DeploymentService flow: flatten + hash (unchanged) → persist PendingDeployment (config + token + TTL, superseding prior) → send RefreshDeploymentCommand over the existing ClusterClient path (replacing the fat DeployInstanceCommand) → await DeploymentStatusResponse (reply path unchanged) → on success promote pending→snapshot. The Ask/DeploymentTimeout stay, but now carry a tiny request/reply — no frame risk. CentralFetchBaseUrl is a new central option (e.g. Communication:CentralFetchBaseUrl).

4.4 Site — deploy (active node)

SiteCommunicationActor routes RefreshDeploymentCommand to the deployment-manager-proxy (replacing the DeployInstanceCommand forward). The proxy delivers to the singleton on the active node automatically — small message, no host detection.
DeploymentManagerActor handles RefreshDeploymentCommand: fetch the config via an injected IDeploymentConfigFetcher (HttpClient wrapper, registered for the site role), then run the existing ApplyDeployment verbatim (create/replace Instance Actor, write deployed_configurations, reply DeploymentStatusResponse). Only the config source changes.
Fetch failures reply Failed with a Communication failure:-prefixed message (transient/comm) so central's DeploymentManager-006 query-site reconciliation fires; apply failures stay generic deployment errors.

4.5 Site — replication via fetch (active → standby), unified

ReplicateConfigDeploy / ApplyConfigDeploy drop ConfigJson and gain (DeploymentId, RevisionHash, IsEnabled, CentralFetchBaseUrl, FetchToken). After applying, the active node sends the id-only message to the standby.

=====

- [CHALLENGE A]
Answer from the deployment design notes:
(i) Which command is sent over the existing ClusterClient path in place of DeployInstanceCommand?
(ii) Through what does DeploymentManagerActor fetch the config?
(iii) Which field do ReplicateConfigDeploy and ApplyConfigDeploy drop?
- [CHALLENGE B] From the deployment design notes, list every field that ReplicateConfigDeploy and ApplyConfigDeploy gain.
The data after this point is separate material and has no connection to the deployment design notes.

=====

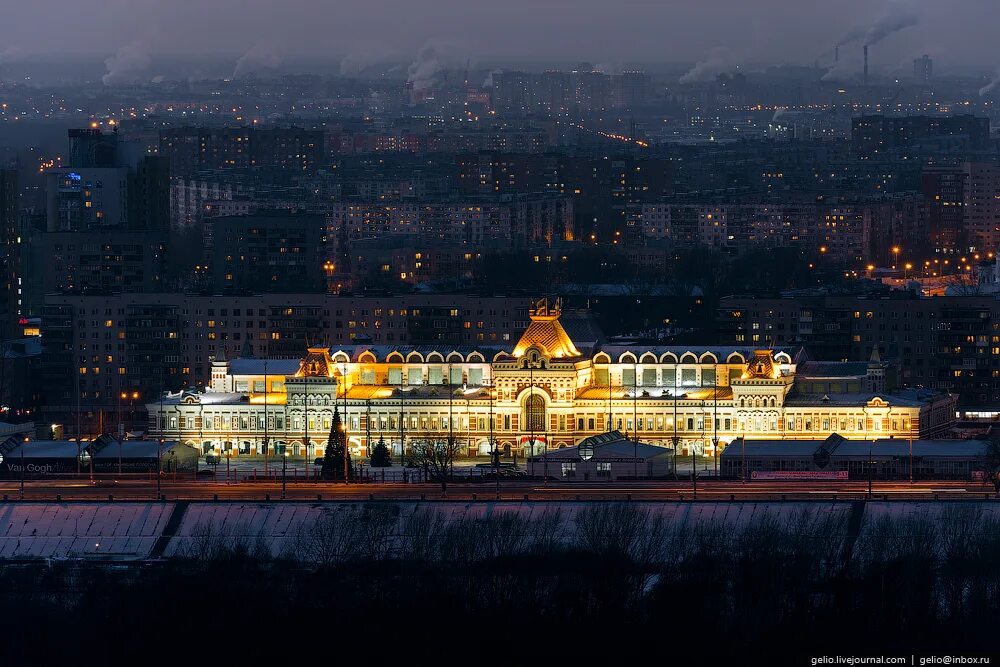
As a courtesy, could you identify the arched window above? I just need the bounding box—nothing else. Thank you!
[524,395,546,433]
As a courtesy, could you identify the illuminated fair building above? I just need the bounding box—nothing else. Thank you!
[147,300,957,457]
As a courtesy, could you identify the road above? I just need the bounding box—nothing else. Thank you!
[0,479,996,501]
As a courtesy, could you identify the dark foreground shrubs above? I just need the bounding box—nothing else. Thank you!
[0,504,1000,665]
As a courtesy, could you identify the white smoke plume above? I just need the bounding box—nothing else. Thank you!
[680,46,736,83]
[406,42,446,91]
[865,2,920,46]
[820,54,861,81]
[229,42,282,79]
[101,41,150,86]
[837,28,867,46]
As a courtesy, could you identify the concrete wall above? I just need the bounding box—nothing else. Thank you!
[0,501,1000,560]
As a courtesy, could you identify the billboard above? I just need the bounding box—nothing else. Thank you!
[750,470,847,481]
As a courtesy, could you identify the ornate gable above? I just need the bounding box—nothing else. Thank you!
[514,299,580,359]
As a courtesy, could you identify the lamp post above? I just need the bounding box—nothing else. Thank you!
[281,442,288,500]
[632,362,639,479]
[489,370,500,500]
[156,435,163,500]
[118,391,128,476]
[21,438,28,500]
[264,359,270,479]
[867,440,873,500]
[340,364,350,486]
[907,433,913,484]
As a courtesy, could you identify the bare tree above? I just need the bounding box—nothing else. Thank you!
[413,436,461,493]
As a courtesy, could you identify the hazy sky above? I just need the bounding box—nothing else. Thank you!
[0,0,1000,73]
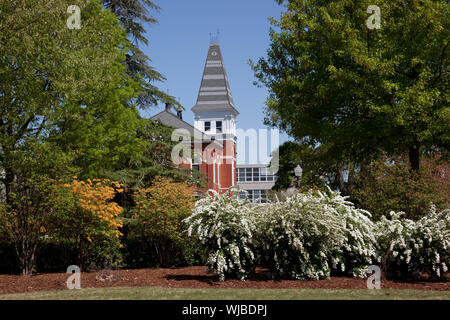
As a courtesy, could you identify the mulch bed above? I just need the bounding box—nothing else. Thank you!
[0,267,450,294]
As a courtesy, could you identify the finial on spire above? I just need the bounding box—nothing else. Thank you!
[209,29,220,44]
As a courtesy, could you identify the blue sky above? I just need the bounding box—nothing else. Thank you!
[142,0,294,163]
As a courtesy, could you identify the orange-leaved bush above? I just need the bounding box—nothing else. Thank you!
[132,176,195,266]
[64,177,123,265]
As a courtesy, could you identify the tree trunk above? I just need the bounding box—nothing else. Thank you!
[409,142,420,171]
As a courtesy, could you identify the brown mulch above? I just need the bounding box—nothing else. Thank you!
[0,267,450,294]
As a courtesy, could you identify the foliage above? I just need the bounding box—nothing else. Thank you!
[252,0,450,170]
[375,206,450,279]
[349,157,450,220]
[107,119,204,190]
[59,177,123,268]
[130,177,194,267]
[101,0,181,109]
[258,190,375,280]
[185,190,256,281]
[273,141,352,193]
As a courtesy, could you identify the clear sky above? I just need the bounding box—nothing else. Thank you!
[142,0,288,163]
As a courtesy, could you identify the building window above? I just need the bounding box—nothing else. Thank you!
[237,168,277,182]
[216,121,222,133]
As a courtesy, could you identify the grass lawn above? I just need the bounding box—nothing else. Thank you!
[0,287,450,300]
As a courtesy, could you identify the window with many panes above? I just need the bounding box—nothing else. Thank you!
[237,168,277,182]
[216,121,222,133]
[239,190,267,203]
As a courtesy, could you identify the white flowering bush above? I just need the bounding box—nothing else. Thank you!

=====

- [WORKED SOLUTION A]
(i) RefreshDeploymentCommand
(ii) An injected IDeploymentConfigFetcher, an HttpClient wrapper registered for the site role
(iii) ConfigJson

- [WORKED SOLUTION B] DeploymentId, RevisionHash, IsEnabled, CentralFetchBaseUrl, FetchToken